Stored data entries

________________________________________

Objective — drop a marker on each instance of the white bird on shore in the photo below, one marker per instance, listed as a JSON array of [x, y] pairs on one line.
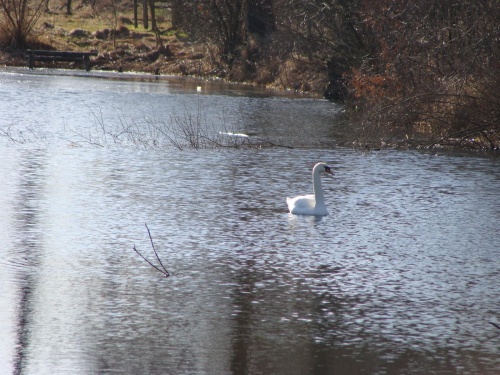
[[311, 204]]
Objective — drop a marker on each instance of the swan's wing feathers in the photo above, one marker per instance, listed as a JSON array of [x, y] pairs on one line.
[[301, 204]]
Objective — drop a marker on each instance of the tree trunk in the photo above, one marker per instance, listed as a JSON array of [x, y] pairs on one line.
[[145, 19], [176, 14], [135, 14]]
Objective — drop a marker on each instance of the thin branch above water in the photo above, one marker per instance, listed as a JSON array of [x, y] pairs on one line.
[[164, 271]]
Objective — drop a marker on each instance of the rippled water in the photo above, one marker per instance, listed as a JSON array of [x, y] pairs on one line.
[[403, 276]]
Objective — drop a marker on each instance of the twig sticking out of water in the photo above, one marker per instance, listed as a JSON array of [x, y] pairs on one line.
[[164, 272]]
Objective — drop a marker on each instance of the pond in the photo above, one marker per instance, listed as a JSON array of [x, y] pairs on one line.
[[401, 277]]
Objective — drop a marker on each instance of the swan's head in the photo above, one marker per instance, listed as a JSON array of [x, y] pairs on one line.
[[322, 168]]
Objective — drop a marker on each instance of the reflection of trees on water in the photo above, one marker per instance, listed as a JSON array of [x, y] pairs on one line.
[[27, 251]]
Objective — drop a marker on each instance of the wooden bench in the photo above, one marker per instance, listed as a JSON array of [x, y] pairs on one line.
[[84, 57]]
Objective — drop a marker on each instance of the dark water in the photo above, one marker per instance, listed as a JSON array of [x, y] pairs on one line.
[[403, 276]]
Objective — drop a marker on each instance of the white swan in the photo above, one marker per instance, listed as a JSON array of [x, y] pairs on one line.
[[311, 204]]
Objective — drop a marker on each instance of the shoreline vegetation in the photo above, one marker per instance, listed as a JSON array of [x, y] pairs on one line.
[[424, 74]]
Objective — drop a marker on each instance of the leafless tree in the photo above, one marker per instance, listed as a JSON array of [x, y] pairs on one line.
[[18, 20]]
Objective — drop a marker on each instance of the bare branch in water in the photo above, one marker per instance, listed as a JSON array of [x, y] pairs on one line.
[[164, 272]]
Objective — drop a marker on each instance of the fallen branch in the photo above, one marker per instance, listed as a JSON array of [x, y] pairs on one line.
[[164, 272]]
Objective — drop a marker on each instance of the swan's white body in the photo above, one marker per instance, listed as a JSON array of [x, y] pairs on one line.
[[311, 204]]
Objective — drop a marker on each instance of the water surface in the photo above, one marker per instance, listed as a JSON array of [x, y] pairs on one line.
[[401, 277]]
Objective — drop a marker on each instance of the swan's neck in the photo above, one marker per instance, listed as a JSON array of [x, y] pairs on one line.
[[318, 190]]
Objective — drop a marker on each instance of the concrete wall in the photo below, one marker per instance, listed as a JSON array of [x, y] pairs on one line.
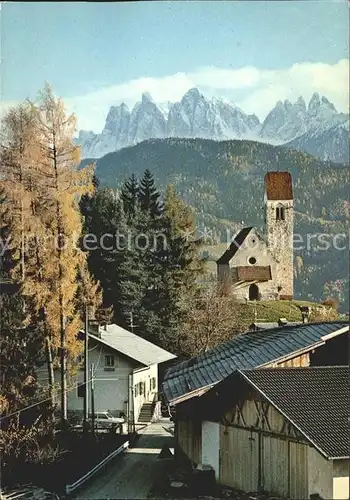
[[280, 242], [320, 473], [341, 489]]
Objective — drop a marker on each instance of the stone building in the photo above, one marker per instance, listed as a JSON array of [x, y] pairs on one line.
[[260, 267]]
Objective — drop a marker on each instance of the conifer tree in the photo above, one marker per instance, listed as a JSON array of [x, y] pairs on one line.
[[148, 196], [65, 184], [130, 196]]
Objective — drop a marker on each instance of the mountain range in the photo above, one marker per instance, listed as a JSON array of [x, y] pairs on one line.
[[316, 128], [224, 184]]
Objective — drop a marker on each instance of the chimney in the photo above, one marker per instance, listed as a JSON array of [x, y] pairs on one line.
[[305, 313]]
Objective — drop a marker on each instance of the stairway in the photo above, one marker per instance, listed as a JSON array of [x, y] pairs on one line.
[[146, 413]]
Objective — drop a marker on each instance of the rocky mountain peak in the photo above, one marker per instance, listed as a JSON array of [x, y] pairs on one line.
[[216, 118], [300, 105], [146, 97]]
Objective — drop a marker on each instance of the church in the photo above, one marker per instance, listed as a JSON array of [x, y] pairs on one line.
[[260, 267]]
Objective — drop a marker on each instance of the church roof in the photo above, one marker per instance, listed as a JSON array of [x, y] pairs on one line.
[[234, 246], [252, 273], [278, 186]]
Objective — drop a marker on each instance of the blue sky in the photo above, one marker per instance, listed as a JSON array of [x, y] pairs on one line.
[[99, 54]]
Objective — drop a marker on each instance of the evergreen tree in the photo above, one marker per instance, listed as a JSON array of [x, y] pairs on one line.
[[105, 223], [149, 197]]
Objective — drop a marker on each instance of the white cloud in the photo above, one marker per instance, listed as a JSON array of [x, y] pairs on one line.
[[253, 89]]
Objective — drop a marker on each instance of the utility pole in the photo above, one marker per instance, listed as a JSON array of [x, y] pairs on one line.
[[92, 398], [131, 321], [86, 369]]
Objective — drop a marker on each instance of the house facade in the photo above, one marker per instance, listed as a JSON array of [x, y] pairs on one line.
[[261, 432], [257, 267], [123, 371]]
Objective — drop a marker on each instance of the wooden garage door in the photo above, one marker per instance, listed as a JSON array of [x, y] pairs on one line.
[[275, 472], [239, 458], [298, 470]]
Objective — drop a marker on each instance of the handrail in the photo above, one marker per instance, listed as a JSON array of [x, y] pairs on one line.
[[72, 487]]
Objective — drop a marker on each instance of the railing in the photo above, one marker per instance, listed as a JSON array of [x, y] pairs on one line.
[[72, 487]]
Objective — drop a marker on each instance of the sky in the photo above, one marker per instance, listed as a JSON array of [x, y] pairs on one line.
[[98, 54]]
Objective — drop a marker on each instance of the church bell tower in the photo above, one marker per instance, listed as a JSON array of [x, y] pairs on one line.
[[279, 217]]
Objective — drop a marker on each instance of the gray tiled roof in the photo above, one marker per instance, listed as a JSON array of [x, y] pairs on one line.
[[315, 400], [132, 345], [243, 352]]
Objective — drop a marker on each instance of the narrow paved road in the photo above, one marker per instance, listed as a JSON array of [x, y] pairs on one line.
[[133, 475]]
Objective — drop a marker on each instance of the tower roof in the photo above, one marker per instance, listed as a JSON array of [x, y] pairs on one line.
[[278, 186]]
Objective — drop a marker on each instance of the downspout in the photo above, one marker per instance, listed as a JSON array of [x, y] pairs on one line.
[[131, 406]]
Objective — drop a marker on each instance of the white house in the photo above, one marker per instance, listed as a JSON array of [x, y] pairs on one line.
[[123, 368]]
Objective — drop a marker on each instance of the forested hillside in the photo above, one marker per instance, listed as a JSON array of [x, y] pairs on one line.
[[224, 182]]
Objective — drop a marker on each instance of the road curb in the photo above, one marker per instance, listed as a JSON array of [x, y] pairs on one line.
[[70, 488]]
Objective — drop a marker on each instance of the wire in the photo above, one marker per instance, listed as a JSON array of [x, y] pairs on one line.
[[43, 400]]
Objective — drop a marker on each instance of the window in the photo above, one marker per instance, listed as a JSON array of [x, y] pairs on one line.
[[81, 390], [280, 212], [109, 363]]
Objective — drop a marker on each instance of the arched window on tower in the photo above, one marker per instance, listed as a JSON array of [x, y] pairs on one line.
[[280, 212]]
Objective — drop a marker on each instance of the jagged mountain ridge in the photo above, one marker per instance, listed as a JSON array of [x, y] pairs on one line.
[[224, 183], [195, 116]]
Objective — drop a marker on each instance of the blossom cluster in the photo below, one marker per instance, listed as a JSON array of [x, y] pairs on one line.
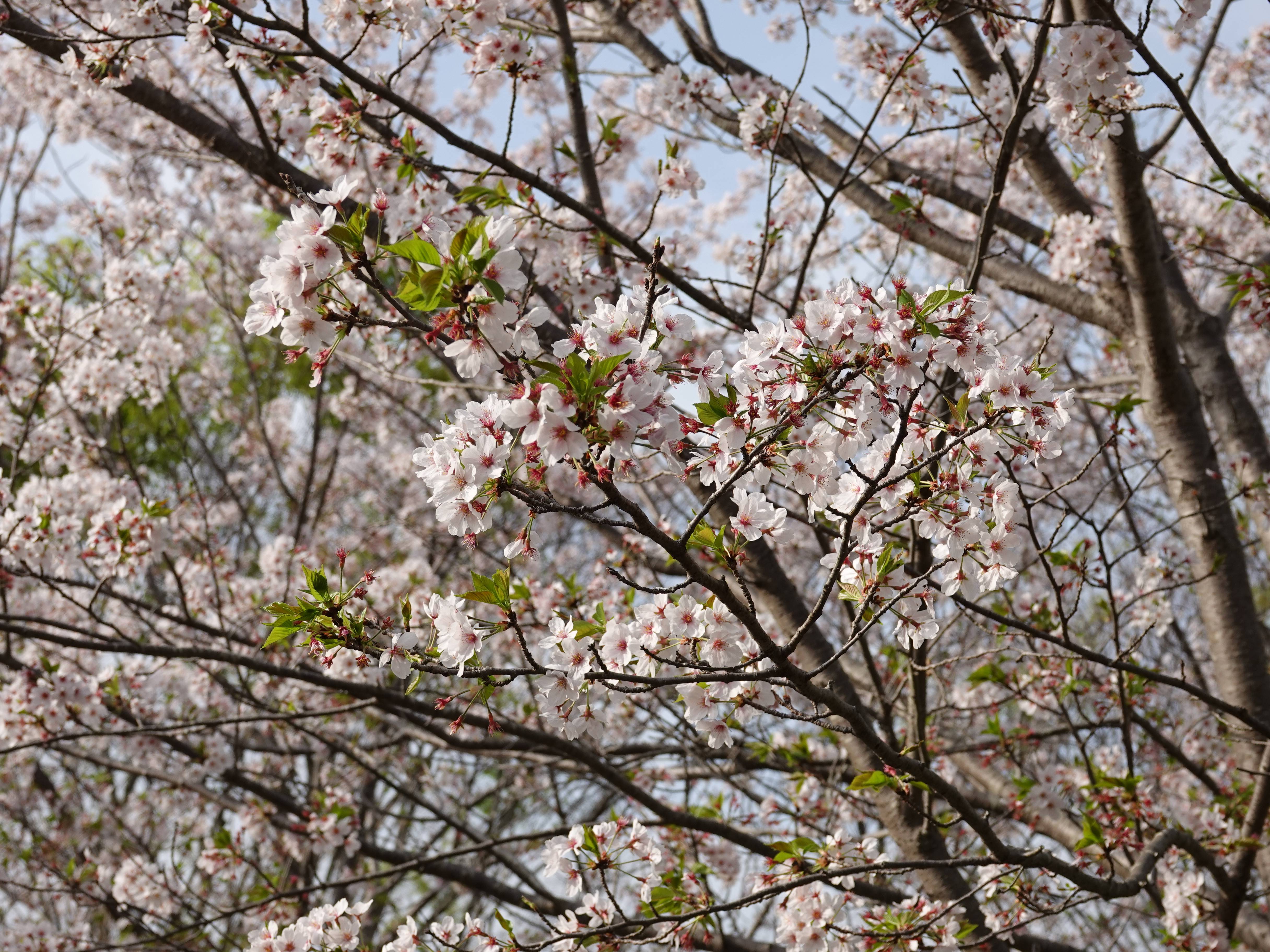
[[893, 72], [1089, 83], [330, 929], [620, 847], [41, 707], [1079, 249]]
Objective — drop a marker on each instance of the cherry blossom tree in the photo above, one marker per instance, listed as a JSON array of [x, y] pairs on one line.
[[538, 475]]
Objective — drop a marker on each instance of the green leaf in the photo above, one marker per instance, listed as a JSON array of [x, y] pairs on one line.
[[280, 634], [505, 923], [703, 535], [495, 289], [605, 366], [422, 290], [939, 298], [416, 249], [990, 672], [872, 780], [708, 415], [317, 583], [1123, 407]]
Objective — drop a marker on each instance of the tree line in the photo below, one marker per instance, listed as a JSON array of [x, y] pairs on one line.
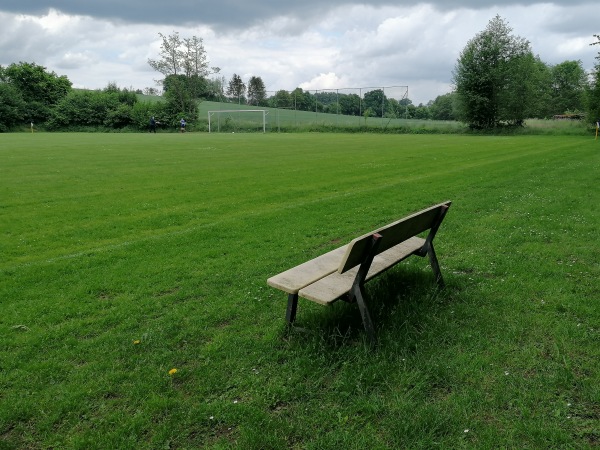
[[498, 82]]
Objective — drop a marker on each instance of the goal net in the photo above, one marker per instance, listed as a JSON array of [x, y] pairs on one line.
[[232, 120]]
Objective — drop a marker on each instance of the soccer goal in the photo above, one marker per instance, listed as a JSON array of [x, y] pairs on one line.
[[237, 120]]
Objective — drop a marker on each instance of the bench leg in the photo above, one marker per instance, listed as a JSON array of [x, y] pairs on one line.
[[435, 266], [290, 314], [364, 312]]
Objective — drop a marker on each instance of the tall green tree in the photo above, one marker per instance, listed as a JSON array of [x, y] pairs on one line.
[[442, 108], [12, 107], [491, 77], [39, 88], [257, 93], [236, 88], [593, 97], [569, 81], [375, 100], [185, 66]]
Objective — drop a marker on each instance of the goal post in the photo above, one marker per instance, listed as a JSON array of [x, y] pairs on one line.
[[233, 116]]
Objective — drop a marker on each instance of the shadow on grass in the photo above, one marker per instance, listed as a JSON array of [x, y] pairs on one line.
[[401, 303]]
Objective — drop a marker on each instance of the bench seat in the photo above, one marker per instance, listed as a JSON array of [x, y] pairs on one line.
[[341, 273], [294, 279], [330, 288]]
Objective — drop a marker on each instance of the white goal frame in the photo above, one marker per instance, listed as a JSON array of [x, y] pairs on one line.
[[219, 111]]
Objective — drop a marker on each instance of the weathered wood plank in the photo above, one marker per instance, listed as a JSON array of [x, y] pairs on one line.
[[393, 234], [294, 279], [330, 288]]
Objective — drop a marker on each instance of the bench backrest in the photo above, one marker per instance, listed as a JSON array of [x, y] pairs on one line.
[[393, 234]]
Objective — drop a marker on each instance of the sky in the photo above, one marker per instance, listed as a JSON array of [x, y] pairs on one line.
[[312, 44]]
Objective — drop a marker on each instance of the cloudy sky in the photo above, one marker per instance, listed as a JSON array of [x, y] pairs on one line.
[[314, 44]]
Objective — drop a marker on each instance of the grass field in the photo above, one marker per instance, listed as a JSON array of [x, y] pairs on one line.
[[278, 119], [125, 256]]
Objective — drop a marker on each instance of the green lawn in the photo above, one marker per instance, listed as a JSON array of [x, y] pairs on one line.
[[127, 255]]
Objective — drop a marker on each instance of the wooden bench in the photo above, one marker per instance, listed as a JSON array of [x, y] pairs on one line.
[[341, 273]]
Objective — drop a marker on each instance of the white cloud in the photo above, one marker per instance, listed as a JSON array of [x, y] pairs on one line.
[[352, 45]]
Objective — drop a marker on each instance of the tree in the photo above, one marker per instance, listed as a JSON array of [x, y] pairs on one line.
[[375, 101], [492, 77], [12, 107], [185, 66], [257, 92], [171, 57], [593, 97], [442, 108], [568, 87], [350, 104], [40, 89], [282, 99], [236, 88]]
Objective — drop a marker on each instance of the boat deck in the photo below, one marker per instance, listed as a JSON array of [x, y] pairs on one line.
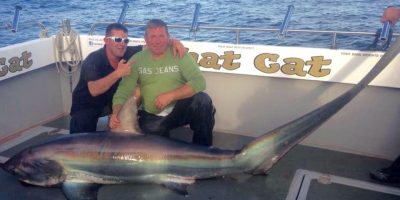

________________________________________

• **WHAT TO DO**
Print once more, exactly, the lines from the one with "Objective — drop a marker on each instance of the weathered" through the last line of the data, both ends included, without any pictures.

• **YOUR SOLUTION**
Objective — drop a marker on each instance of the weathered wood plank in the photo above, one marker per instance, listed as a JSON array of [x, y] pairs on one line.
[[393, 234], [294, 279], [330, 288]]
Objective — drop a marker on each instance of the bench backrest in the photo above, one marker per instance, listed as a JSON array of [x, y] pairs on one line.
[[393, 234]]
Objective — drop a marker on each instance of the sky in the photo above, one marker per instance, listed as a JSON array of [x, y] pairs on one line.
[[312, 44]]
Objective — drop a marker on each instance of the cloudy sky in the photo above, one marker per instance, listed as a JSON array of [x, y] pairs on one line.
[[314, 44]]
Objective — drop a marker on each instance of the grass field in the photo above, one marker per instance, listed as a JSON array of [x, y] pairs on one line.
[[278, 119], [125, 256]]
Objective — drop a marker on each instance of the green lawn in the photo above, one marker per instance, listed as a JSON array of [x, y] pairs on one line.
[[127, 255]]
Objective — drop a marker on each instance of the wooden bench in the photo above, one marker per instance, listed as a JSON array of [x, y] pairs on one line.
[[341, 273]]
Objective — drop a marker on each instance of the white cloud in the photo above, one marker per instance, listed as a JSON array of [x, y] pairs on one line.
[[352, 45]]
Objective — drop a marker on each instance of the tree in the photo above, one marker per instance, listed as a JSON array of [x, y] pairs on one line.
[[375, 101], [492, 77], [12, 107], [185, 66], [257, 92], [171, 57], [593, 97], [442, 108], [568, 87], [350, 104], [40, 89], [282, 99], [236, 88]]
Objective — drop a marker on each instance of the boat deck in the photo below, one marker per instance, listed as a JSON array of [x, y] pairs on one line.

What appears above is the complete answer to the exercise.